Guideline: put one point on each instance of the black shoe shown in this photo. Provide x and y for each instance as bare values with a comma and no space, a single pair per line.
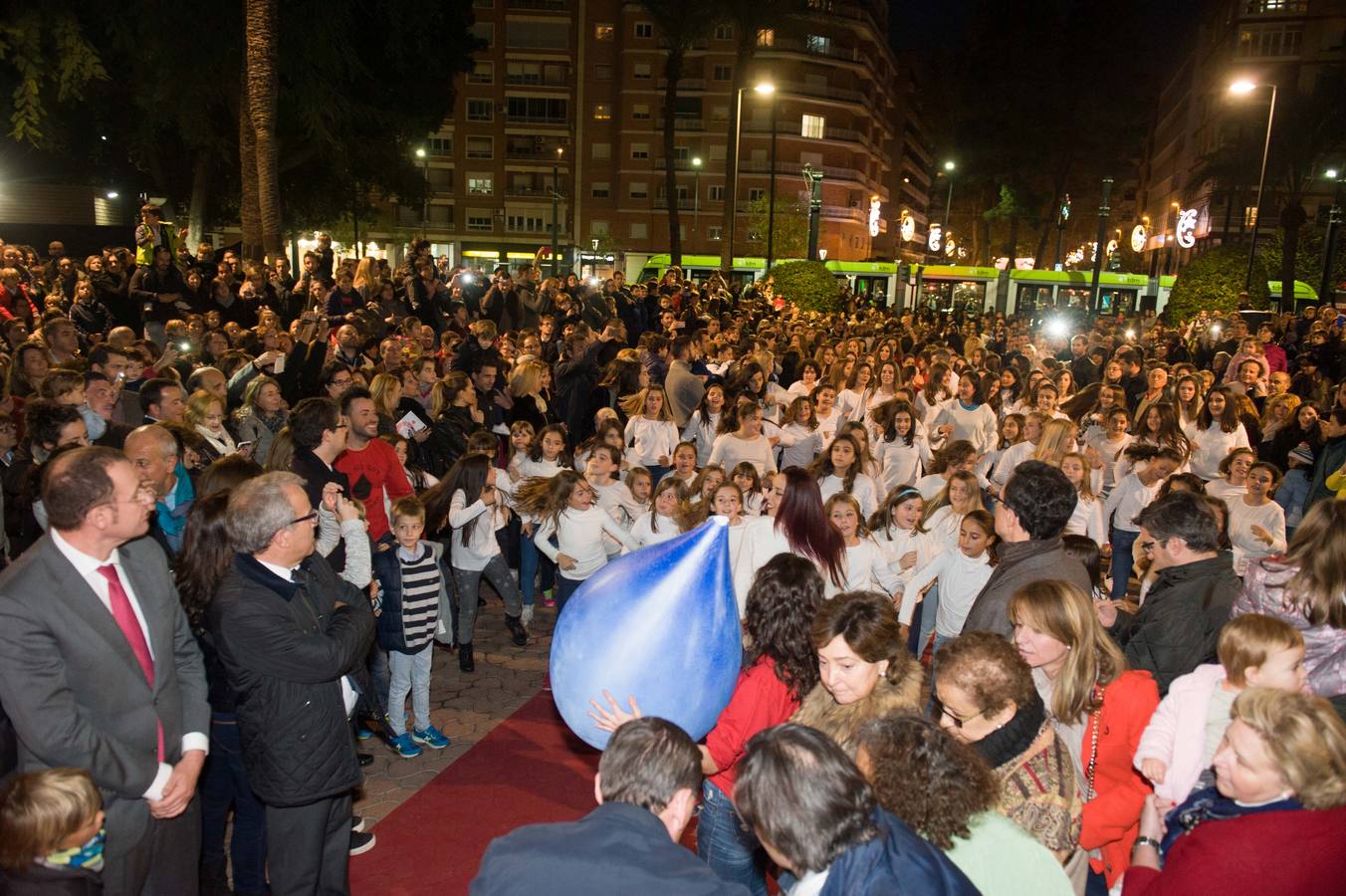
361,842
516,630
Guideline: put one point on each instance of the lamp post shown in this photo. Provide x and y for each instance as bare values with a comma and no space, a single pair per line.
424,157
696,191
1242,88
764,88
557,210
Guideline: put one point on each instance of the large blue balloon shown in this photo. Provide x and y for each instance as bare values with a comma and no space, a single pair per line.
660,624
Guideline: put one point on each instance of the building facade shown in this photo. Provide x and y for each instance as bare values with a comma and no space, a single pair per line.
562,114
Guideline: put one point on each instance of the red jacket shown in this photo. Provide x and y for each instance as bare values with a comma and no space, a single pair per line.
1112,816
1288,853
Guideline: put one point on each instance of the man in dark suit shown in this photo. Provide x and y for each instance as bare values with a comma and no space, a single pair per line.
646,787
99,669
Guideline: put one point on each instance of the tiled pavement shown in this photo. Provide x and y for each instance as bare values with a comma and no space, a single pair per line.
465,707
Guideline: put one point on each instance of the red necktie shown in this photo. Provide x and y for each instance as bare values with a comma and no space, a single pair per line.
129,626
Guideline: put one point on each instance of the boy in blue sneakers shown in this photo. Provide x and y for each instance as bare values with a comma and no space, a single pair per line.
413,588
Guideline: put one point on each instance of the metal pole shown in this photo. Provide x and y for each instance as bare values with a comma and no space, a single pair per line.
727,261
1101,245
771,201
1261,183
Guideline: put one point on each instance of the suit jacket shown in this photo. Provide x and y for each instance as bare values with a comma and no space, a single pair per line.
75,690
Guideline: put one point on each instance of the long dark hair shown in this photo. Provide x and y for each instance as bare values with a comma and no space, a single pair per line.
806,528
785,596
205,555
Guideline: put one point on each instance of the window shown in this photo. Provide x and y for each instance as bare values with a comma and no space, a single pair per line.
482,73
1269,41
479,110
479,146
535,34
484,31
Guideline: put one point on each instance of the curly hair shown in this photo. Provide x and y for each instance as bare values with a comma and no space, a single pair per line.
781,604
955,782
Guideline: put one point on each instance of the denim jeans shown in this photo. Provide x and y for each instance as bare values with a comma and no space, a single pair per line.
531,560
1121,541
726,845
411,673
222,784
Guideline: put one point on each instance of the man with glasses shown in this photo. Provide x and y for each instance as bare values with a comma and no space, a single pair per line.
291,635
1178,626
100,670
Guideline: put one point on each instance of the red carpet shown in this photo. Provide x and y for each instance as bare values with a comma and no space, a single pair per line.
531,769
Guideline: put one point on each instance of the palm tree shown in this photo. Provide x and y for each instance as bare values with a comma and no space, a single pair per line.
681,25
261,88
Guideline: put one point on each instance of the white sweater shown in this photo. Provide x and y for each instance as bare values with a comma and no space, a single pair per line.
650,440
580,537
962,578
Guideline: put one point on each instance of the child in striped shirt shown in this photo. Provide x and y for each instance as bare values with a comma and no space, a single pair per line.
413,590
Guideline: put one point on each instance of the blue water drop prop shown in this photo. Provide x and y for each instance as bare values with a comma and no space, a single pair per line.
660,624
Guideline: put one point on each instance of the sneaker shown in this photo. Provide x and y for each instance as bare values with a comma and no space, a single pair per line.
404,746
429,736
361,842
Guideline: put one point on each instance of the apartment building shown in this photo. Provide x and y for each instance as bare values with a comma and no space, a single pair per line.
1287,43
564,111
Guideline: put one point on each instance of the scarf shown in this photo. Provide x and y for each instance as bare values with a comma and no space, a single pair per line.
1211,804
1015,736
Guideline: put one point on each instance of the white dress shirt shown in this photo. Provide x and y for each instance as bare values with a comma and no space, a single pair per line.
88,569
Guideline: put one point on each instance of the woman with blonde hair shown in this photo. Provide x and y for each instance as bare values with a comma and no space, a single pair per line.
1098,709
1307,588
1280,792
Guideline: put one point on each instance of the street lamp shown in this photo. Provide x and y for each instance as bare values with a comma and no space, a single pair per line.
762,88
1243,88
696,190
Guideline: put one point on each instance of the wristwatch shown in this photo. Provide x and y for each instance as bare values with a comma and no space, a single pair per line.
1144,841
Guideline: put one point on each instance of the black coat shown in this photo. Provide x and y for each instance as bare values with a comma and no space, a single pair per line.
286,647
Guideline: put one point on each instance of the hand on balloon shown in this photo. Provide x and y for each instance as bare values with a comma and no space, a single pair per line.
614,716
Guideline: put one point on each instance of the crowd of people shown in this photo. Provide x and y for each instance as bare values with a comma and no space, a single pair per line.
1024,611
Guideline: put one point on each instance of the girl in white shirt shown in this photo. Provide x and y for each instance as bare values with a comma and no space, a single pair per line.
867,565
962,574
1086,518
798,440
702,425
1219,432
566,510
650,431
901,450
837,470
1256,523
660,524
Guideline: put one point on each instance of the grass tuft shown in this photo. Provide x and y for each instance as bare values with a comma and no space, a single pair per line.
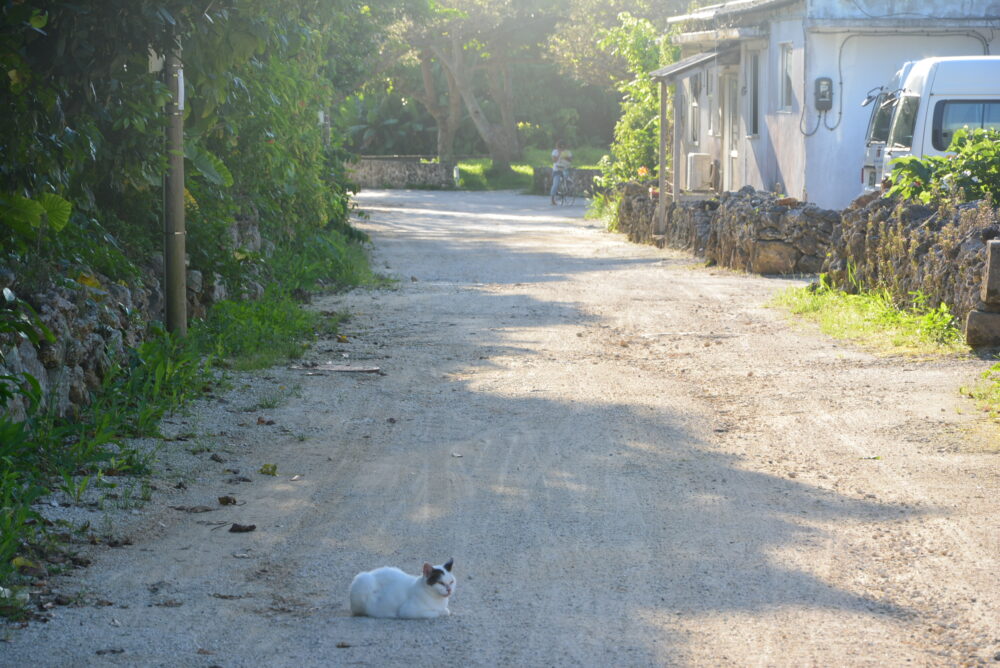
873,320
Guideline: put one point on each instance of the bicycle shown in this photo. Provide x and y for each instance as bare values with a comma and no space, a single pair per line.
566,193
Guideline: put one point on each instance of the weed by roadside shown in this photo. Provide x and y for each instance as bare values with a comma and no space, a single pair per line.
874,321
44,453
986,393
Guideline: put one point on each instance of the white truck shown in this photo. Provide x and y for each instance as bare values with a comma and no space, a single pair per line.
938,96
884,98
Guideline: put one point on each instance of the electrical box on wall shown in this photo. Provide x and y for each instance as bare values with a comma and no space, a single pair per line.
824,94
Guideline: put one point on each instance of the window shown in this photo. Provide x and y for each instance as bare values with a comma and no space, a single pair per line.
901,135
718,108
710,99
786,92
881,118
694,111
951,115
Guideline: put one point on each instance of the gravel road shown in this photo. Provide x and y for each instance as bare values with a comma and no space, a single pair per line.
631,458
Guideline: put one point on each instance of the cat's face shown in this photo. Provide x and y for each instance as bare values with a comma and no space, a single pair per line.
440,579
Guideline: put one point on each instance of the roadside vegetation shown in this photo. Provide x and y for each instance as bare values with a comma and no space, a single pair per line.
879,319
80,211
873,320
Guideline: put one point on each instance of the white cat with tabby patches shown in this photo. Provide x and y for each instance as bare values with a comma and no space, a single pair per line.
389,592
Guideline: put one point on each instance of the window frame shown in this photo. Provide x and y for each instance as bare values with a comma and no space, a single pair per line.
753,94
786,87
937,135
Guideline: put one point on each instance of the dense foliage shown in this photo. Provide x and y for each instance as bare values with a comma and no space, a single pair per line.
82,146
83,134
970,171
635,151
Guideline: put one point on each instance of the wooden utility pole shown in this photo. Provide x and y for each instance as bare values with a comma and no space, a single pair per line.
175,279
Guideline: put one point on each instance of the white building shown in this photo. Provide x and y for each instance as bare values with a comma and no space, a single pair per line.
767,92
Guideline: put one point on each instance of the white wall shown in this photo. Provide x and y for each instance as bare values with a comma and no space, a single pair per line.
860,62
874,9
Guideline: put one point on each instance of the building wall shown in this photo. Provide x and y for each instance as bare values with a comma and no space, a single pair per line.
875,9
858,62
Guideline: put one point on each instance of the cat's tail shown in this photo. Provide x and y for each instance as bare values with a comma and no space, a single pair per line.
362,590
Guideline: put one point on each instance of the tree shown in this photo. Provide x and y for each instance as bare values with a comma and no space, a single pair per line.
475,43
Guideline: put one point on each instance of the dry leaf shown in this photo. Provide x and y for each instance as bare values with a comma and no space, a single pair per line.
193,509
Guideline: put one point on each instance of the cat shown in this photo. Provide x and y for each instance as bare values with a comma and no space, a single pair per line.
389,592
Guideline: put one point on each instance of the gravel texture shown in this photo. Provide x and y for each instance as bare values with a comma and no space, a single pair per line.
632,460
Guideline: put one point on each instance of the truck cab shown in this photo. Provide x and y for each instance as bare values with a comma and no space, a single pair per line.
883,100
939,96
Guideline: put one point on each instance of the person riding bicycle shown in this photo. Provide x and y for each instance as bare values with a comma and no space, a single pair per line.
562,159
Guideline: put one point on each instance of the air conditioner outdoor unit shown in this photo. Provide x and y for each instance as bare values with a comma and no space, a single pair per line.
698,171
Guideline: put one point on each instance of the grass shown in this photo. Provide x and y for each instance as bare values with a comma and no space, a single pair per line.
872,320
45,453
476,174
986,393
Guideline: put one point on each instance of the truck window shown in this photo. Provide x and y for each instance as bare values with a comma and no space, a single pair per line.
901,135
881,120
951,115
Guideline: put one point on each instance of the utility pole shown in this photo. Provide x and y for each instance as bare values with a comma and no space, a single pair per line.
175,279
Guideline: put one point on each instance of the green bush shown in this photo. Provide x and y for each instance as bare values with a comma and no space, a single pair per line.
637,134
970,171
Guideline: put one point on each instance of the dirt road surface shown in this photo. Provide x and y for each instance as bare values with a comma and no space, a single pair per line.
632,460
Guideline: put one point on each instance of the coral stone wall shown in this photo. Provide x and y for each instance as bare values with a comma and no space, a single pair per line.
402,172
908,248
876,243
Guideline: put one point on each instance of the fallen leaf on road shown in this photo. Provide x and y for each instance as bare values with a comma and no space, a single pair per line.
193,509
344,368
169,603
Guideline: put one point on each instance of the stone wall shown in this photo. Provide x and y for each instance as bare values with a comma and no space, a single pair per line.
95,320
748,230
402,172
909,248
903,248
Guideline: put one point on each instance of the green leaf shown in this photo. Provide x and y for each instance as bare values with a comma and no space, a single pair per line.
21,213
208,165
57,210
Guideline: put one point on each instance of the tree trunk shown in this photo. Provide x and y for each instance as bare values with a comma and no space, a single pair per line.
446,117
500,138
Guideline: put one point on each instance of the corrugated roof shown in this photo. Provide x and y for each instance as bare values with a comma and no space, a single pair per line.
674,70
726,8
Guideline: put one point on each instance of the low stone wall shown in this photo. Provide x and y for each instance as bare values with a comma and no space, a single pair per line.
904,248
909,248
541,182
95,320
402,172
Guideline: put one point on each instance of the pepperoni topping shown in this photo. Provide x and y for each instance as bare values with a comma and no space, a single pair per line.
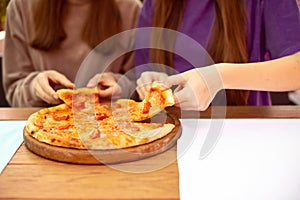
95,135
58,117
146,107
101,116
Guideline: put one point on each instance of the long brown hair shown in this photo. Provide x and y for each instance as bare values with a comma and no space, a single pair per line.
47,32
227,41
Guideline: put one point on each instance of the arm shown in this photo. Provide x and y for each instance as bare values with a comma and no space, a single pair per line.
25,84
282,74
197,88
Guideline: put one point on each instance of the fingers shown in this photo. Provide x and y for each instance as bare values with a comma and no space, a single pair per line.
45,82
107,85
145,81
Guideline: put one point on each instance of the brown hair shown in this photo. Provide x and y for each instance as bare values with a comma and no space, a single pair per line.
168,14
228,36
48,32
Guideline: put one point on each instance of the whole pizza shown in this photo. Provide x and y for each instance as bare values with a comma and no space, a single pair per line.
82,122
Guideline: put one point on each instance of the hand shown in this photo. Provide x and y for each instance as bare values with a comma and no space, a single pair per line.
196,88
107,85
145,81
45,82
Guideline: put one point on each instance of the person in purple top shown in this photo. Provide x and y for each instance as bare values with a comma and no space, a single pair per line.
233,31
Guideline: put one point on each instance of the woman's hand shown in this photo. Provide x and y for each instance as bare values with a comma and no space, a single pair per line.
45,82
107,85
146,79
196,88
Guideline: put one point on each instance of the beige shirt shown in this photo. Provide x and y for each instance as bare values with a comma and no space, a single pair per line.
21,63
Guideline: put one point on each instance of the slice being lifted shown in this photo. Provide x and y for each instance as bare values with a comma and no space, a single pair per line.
.....
Quote exactly the line containing "Guideline: put one point on each instance of the woman's" and every later line through the end of the listing, and no other lines.

Solution »
Guideline: put one point on each instance of the woman's hand shown in this photo. Provide x and y for each instance as bare values with a comma and no space, a single pair per line.
45,82
107,85
146,79
196,88
Guideline: put one point on each instance of the beige shirt shown in this photo. Provide x and y for each instance as bare values with a comma and no space, a single pair per line.
21,63
Guideline: put one point on each instance of the slice being lifted shown in this photo. Provide x and y for each instance as bare values with a comma and no space, a single pair per line.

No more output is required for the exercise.